INSTRUCTIONS -
1 - According to the silver market article, why had silver taken on new luster since the economic downturn? Answer in one to three sentences.
2 - Output everything in the silver market article from "Gold, which was" down to "in gold bars.", word for word.
3 - Pick up the silver market article after its last sentence and keep writing it.

SOURCE EXTRACT -
※ ※ ※

Has the silver market been tarnished by the recent downturn?

Is silver's recent volatility a market correction or investors jumping off the bandwagon? Since the beginning of May, silver has plunged from more than 30-year highs, dropping 27 percent last week.

Silver, like gold, had taken on new luster since the economic downturn, as investors turned to precious metals in part as a hedge against inflation. This week, silver was trading at just over $35 an ounce. In 2009, it went from $11 an ounce to $17. In 2010, it kept rallying, from $17 an ounce in January to $29 an ounce by the end of the year. It began this year in the $30 range, and by April was around the $49 range, its highest level since 1980.

Gold, which was trading this week at over $1,505 an ounce, is still the most preferred of precious metals to affluent investors surveyed recently by Spectrem Group in March. Seventy-four percent said they were interested or very interested in investing in gold exchange-traded funds. Affluent investors prefer investing in gold ETF funds, but their interest in directly purchasing gold is also high. More than 60 percent said they were very interested or interested in investing in gold coins, and 48 percent were very interested or interested in gold bars.

※ ※ ※

RAW DATA -
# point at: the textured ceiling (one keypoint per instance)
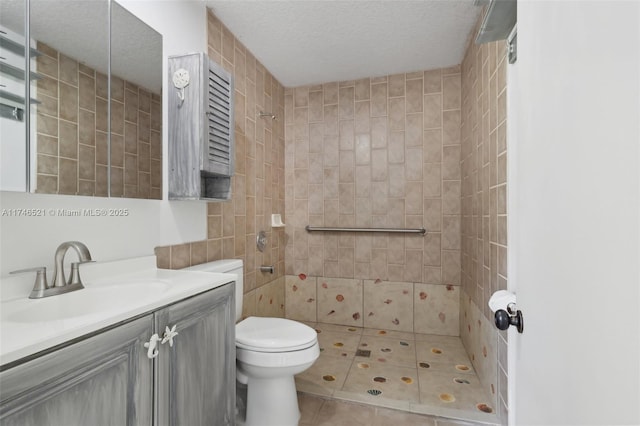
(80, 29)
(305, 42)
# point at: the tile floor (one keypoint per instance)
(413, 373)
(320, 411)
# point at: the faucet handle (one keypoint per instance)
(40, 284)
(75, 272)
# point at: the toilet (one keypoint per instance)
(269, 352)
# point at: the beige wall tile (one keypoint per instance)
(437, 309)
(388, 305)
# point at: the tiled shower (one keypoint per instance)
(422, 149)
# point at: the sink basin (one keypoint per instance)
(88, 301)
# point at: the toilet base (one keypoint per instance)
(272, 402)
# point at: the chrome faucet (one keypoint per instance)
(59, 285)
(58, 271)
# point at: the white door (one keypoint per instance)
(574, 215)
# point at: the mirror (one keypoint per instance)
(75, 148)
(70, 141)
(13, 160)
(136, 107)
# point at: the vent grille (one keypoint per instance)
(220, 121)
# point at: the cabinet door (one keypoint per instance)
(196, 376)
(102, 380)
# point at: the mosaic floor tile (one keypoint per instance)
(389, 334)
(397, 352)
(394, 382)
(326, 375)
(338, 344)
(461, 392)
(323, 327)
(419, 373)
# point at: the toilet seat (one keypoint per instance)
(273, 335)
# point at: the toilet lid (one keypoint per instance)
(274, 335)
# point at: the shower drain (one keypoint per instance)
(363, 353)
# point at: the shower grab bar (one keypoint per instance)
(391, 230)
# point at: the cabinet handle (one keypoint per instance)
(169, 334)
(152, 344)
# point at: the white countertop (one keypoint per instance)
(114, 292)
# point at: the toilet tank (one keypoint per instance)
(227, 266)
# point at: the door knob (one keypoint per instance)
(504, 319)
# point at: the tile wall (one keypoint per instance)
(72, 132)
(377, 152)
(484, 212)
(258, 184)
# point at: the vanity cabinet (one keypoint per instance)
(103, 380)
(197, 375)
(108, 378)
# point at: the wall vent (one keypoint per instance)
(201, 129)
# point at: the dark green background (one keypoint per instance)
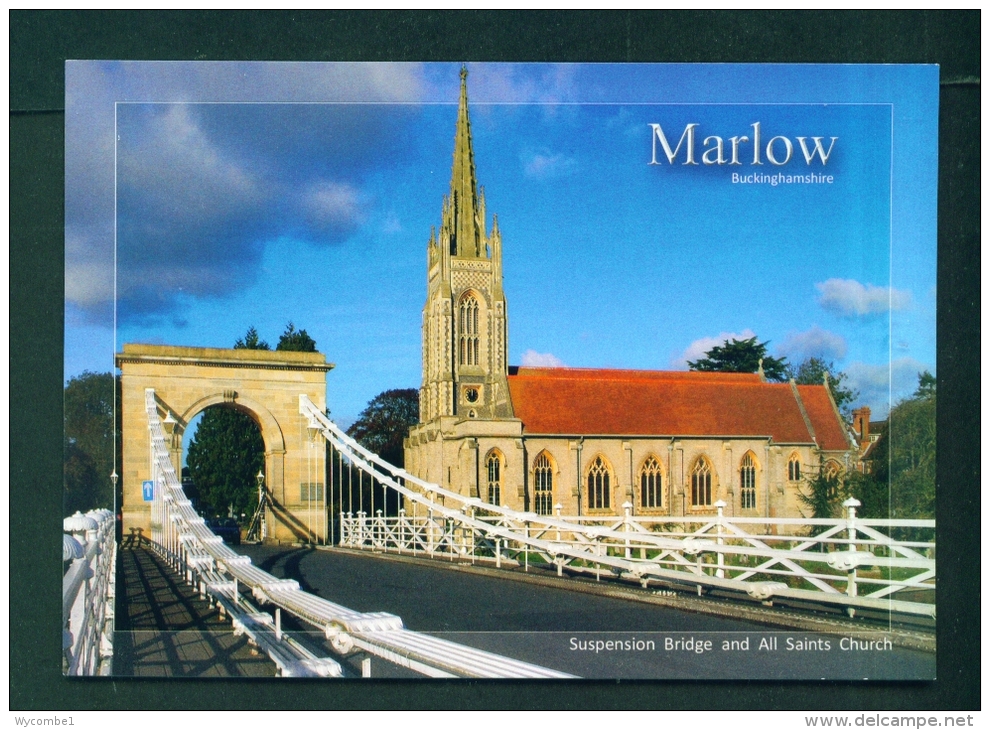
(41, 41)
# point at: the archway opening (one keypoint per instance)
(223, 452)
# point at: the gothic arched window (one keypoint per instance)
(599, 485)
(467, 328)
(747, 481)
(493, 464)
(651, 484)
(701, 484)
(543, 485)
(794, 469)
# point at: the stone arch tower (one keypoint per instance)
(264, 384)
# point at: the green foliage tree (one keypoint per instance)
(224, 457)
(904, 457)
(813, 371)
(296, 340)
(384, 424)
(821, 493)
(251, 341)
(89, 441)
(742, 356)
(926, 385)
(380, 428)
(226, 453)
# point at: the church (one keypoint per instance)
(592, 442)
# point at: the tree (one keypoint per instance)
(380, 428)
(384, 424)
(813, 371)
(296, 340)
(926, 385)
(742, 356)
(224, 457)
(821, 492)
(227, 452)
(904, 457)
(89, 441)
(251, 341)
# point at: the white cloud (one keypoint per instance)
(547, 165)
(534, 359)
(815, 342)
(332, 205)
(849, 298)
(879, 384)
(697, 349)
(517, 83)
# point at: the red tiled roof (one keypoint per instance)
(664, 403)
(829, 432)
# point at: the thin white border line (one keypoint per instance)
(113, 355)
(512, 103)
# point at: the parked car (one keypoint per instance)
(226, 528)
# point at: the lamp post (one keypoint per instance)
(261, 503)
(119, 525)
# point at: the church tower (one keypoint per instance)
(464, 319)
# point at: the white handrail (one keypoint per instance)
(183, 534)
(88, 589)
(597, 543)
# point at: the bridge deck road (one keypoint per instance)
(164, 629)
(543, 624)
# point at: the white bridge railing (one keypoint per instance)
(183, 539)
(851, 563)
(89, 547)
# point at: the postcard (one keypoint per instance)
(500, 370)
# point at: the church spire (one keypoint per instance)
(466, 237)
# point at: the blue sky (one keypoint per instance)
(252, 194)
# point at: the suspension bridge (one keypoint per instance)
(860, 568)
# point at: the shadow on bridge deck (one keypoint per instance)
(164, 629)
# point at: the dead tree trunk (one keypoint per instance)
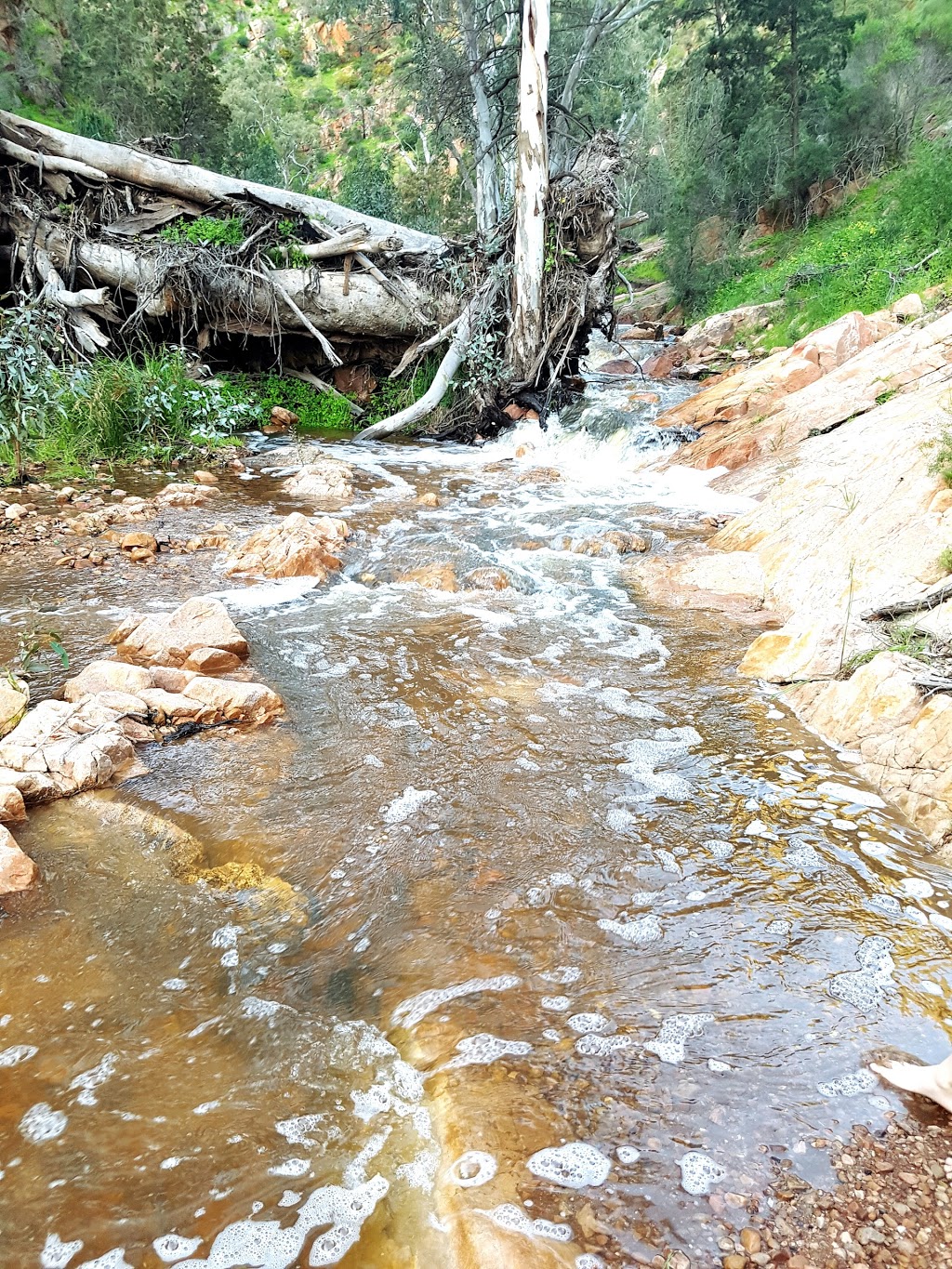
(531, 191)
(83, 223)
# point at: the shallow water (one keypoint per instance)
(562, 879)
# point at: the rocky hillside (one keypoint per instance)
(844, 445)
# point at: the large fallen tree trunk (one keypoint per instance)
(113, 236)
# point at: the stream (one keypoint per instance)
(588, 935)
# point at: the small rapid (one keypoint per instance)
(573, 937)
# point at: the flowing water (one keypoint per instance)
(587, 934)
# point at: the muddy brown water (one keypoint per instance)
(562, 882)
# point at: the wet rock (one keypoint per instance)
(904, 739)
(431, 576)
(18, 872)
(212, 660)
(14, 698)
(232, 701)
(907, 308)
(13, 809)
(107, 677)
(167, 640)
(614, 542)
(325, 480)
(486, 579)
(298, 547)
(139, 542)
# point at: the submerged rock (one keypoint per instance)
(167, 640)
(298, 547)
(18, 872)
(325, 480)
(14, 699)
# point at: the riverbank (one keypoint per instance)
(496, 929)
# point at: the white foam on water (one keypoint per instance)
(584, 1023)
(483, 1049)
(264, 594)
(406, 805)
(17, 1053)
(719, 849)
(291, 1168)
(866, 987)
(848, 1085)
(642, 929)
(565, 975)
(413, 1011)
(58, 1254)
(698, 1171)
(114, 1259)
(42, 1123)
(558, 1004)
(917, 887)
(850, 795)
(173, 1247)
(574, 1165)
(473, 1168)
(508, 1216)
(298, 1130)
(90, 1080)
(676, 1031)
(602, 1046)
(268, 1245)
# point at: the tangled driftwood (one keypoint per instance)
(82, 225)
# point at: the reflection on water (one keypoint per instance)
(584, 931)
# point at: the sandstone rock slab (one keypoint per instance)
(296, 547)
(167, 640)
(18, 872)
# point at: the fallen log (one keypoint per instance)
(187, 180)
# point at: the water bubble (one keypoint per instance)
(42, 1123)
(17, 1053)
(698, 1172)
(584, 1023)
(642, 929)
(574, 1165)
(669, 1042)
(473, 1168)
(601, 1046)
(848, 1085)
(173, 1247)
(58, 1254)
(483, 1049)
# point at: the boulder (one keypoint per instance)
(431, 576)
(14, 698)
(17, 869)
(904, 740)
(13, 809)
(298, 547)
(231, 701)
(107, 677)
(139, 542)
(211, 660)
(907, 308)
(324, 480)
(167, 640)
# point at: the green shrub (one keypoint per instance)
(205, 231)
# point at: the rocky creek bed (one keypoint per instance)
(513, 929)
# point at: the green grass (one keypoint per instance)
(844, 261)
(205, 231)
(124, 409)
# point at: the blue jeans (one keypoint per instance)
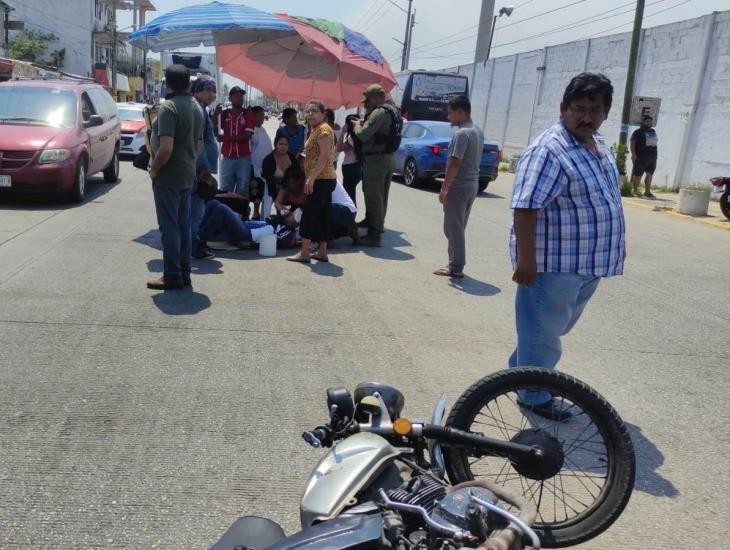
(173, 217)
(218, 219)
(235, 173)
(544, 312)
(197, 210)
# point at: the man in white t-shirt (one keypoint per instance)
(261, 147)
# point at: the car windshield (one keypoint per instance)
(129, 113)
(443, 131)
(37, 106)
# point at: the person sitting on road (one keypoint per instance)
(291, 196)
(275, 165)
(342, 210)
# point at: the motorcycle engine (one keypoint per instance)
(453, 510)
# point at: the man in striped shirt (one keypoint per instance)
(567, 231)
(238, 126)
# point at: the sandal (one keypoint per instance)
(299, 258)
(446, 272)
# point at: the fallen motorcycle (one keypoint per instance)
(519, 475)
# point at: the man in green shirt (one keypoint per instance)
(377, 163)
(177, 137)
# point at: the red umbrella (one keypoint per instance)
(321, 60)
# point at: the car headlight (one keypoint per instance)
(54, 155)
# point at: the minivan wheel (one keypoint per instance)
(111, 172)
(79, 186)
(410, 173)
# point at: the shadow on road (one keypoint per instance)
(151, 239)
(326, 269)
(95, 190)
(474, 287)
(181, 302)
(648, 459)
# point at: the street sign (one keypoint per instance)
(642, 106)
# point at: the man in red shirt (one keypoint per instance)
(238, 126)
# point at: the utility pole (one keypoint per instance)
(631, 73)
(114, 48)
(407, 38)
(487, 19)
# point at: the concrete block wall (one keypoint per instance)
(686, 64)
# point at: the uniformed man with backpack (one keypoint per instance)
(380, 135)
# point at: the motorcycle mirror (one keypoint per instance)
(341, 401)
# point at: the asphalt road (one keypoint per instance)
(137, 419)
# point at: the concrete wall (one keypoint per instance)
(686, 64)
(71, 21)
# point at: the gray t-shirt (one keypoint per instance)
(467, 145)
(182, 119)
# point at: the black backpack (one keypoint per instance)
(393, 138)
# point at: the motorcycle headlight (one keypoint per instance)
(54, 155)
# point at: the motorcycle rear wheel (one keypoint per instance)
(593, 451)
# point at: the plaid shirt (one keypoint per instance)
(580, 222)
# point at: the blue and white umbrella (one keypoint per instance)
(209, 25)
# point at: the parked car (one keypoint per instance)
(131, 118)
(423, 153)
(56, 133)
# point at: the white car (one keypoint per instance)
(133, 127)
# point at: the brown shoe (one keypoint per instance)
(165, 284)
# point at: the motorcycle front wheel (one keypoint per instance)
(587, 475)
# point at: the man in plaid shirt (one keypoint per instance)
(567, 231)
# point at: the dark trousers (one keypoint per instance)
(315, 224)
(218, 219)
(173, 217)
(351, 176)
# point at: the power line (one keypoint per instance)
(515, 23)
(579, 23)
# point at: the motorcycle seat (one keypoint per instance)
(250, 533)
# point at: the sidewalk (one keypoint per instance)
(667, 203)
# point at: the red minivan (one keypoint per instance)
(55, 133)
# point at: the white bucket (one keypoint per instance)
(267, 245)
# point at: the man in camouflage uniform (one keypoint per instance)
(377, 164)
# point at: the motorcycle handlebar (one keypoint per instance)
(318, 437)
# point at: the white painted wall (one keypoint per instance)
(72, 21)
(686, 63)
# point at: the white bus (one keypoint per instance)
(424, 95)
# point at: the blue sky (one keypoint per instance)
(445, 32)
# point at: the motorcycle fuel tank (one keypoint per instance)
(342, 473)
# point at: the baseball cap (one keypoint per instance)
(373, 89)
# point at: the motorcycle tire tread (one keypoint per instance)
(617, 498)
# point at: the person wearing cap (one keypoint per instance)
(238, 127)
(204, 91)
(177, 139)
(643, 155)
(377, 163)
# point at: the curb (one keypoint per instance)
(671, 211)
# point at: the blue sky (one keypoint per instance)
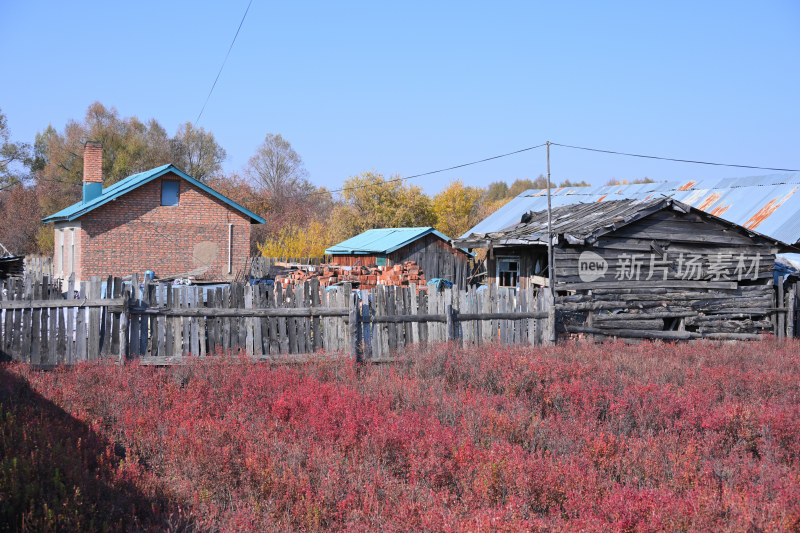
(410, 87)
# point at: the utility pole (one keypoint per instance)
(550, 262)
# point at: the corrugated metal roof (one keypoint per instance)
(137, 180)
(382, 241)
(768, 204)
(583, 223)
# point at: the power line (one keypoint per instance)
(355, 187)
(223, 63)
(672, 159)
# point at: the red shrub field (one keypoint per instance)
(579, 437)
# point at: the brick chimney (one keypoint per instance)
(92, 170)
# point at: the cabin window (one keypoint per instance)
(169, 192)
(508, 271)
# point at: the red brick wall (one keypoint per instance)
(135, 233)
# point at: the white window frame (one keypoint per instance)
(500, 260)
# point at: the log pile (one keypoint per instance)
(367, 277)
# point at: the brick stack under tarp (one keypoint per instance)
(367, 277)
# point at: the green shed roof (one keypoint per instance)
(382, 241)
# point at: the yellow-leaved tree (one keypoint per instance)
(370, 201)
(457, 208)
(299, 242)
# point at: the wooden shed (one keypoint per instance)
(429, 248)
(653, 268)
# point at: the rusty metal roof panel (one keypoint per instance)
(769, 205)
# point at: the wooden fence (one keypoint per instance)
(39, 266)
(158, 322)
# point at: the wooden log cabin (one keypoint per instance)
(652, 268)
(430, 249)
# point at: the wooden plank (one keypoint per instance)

※ ※ ※

ANSWERS FOR THIS EXERCISE -
1 - Silver had gained luster because investors turned to precious metals, partly as a hedge against inflation.

2 -
Gold, which was trading this week at over $1,505 an ounce, is still the most preferred of precious metals to affluent investors surveyed recently by Spectrem Group in March. Seventy-four percent said they were interested or very interested in investing in gold exchange-traded funds. Affluent investors prefer investing in gold ETF funds, but their interest in directly purchasing gold is also high. More than 60 percent said they were very interested or interested in investing in gold coins, and 48 percent were very interested or interested in gold bars.

3 -
But 59 percent of affluent investors also expressed a high degree of interest in silver ETFs, while 45 percent expressed interest in silver coins, and 37 percent, silver bars. Silver ETFs appealed to a much greater percentage of millionaires – 51 percent, compared to non-millionaires – 8 percent. Silver, is especially attractive to investors who feel they cannot afford gold, and believe if they have more shares of silver it will increase their purchasing power.

Silver had spiked 57 percent this year prior to the recent sell-off, USA Today noted. Among the factors in its collapse is that the Federal Reserve changed margin requirements on silver, so investors are not able to borrow as much money to buy it as they were previously able. Another factor may be that speculative investors who saw the huge rallies and wanted to jump on the bandwagon decided when silver was at its peak last month to take some of those profits. When they sold, it created a snowball effect.